Stored data entries
****************************************
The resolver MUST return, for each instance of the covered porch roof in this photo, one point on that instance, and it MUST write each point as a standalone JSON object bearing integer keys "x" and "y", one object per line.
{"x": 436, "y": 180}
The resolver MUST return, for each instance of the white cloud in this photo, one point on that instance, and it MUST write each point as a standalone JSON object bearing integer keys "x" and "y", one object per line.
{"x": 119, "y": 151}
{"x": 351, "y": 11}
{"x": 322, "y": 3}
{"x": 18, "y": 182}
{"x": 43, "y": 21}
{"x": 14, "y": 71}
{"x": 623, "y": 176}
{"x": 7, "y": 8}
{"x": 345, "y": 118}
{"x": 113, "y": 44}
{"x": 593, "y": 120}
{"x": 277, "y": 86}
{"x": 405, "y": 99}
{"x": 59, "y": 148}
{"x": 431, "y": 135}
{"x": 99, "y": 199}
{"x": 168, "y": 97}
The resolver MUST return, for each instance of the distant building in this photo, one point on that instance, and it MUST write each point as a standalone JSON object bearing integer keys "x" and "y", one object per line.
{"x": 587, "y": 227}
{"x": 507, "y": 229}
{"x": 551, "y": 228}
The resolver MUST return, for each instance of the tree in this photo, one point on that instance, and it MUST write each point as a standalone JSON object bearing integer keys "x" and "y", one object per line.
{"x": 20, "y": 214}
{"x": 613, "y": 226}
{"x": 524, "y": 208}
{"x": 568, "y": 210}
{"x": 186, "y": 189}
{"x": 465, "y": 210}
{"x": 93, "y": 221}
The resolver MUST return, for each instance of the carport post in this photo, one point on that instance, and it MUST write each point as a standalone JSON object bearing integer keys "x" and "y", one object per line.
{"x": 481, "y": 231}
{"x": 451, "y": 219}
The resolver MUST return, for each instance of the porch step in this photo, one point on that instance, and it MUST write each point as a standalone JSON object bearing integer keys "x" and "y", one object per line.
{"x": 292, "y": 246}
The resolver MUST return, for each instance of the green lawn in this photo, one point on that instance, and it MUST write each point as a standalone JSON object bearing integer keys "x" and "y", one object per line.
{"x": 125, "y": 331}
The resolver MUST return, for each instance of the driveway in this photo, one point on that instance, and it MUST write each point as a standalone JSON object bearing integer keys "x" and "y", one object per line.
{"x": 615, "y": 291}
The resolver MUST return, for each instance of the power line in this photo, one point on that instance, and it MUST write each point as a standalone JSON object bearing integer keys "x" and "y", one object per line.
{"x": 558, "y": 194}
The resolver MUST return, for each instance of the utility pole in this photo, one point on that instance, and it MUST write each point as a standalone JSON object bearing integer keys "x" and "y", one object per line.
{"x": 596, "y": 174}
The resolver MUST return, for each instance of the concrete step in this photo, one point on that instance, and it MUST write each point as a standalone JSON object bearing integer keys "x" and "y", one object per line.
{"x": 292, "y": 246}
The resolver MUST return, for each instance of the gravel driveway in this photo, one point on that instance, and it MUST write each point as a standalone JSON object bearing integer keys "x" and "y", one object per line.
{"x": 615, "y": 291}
****************************************
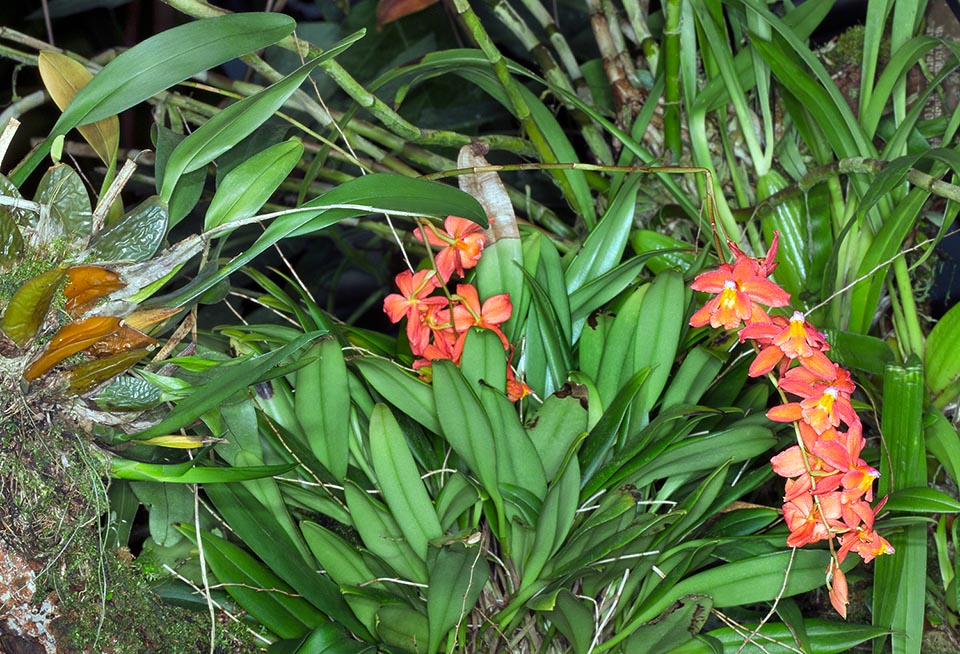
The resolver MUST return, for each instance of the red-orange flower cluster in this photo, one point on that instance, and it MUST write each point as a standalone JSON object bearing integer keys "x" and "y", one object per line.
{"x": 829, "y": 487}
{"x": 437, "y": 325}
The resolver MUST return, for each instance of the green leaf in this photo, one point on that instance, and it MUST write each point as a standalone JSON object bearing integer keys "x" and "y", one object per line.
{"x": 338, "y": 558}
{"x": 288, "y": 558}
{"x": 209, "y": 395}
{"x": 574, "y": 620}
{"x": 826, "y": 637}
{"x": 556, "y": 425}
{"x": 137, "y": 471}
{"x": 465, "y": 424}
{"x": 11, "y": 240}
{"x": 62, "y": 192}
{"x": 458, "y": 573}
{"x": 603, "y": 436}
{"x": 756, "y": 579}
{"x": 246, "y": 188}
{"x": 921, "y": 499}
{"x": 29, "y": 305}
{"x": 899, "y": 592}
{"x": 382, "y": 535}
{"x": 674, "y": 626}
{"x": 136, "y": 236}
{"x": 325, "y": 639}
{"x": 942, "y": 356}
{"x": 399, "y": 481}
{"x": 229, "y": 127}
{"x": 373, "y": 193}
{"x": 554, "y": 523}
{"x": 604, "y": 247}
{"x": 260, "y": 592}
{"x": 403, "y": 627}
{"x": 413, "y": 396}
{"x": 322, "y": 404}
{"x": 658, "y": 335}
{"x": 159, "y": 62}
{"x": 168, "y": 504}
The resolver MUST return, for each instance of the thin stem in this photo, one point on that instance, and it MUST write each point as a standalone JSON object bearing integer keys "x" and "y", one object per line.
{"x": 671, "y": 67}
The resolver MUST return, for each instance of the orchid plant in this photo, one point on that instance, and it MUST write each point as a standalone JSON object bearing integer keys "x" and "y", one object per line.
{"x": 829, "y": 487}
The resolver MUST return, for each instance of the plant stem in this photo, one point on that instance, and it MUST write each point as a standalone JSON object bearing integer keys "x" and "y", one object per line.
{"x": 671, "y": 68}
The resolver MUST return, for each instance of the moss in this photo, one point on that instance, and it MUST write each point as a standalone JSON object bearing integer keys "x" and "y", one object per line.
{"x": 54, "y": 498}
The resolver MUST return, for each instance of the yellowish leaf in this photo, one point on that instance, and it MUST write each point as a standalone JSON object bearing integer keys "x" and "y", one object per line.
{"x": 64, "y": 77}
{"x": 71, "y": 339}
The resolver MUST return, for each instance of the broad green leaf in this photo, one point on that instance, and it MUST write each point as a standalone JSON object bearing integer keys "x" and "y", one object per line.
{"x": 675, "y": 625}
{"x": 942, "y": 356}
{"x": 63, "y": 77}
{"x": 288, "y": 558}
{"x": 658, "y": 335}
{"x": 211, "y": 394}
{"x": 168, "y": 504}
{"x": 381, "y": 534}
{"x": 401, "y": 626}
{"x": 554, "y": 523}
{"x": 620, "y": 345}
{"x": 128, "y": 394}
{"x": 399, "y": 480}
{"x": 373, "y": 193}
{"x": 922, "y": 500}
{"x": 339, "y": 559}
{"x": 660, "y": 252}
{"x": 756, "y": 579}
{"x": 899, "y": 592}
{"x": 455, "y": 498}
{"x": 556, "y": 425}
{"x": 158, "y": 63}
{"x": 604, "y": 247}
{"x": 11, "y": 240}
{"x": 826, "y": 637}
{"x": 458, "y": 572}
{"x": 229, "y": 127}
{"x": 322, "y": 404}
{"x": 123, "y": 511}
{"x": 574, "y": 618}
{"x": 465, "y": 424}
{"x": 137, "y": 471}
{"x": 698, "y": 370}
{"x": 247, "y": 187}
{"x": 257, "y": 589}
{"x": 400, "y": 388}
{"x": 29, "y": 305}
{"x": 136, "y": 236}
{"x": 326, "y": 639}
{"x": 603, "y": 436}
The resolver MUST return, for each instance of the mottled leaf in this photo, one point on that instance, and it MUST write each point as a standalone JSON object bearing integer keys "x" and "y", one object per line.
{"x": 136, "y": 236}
****************************************
## TASK PROMPT:
Extract every line of the records above that contains the word "driveway", copying each such line in full.

## THE SOLUTION:
The resolver MUST return, for each instance of the driveway in this photo, one point on that instance, and it MUST write each point as a standalone JSON object bearing integer keys "x" and "y", one object per line.
The resolver MUST return, for each instance of the gravel driveway in this photo, one point on that instance, and it MUST write each point as a standalone JSON object bearing integer keys "x" and "y", one object per line.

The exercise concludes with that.